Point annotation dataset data
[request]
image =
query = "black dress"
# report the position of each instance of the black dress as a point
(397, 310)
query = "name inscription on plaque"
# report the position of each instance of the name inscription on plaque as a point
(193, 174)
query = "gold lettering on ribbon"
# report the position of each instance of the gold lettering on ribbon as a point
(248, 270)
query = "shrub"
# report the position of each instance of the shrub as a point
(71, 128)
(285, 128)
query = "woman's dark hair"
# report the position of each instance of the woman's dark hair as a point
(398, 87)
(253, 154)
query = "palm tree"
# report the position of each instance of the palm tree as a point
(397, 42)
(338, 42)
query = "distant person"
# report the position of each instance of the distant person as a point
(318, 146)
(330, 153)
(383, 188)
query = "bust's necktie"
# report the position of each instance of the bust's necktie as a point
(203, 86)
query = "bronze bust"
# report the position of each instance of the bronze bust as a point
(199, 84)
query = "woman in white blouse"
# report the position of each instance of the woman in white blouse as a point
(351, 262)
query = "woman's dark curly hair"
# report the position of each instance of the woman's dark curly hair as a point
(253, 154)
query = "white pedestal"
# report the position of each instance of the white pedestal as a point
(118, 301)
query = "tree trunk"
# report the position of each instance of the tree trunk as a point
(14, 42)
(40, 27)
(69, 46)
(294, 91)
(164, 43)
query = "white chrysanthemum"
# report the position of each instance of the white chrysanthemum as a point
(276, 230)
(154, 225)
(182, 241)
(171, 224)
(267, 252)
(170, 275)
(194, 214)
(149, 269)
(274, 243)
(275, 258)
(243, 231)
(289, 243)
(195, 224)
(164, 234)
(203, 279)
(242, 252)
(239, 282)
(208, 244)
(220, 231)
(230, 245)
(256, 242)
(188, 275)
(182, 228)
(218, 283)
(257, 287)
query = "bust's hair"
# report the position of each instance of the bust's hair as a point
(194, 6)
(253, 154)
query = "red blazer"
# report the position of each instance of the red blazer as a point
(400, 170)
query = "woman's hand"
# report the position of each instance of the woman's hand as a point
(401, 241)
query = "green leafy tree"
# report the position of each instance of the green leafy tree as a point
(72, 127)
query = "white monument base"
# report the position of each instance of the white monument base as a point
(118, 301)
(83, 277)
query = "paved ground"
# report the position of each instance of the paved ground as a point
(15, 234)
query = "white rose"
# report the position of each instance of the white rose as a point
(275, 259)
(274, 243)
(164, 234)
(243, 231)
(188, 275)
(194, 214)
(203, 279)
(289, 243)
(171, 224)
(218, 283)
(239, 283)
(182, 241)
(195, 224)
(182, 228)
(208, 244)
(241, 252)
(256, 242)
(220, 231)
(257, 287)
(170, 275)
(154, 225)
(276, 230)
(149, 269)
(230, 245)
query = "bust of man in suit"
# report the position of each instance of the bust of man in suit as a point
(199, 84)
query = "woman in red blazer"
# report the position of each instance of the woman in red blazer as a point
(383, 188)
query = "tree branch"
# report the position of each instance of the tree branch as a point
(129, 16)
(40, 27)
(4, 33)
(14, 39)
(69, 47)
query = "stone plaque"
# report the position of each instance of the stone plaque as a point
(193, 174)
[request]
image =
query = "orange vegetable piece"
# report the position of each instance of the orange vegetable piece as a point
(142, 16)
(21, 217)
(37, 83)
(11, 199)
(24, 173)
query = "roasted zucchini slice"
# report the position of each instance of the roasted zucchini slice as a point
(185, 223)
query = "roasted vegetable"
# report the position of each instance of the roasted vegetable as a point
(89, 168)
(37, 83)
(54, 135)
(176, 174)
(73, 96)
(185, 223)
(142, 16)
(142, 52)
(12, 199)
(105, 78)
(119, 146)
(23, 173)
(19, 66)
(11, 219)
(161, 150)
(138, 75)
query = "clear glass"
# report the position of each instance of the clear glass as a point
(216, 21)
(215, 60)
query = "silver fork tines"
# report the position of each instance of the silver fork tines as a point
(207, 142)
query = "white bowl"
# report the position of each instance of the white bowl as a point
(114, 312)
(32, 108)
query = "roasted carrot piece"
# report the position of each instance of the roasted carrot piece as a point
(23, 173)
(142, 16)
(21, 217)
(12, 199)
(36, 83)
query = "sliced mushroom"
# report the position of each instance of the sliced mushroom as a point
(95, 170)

* [WHAT IS REQUIRED]: Return every line of the data above that contains the word "sliced".

* [THE SOLUTION]:
query = "sliced mushroom"
# report the position of each instance of the sliced mushroom as a point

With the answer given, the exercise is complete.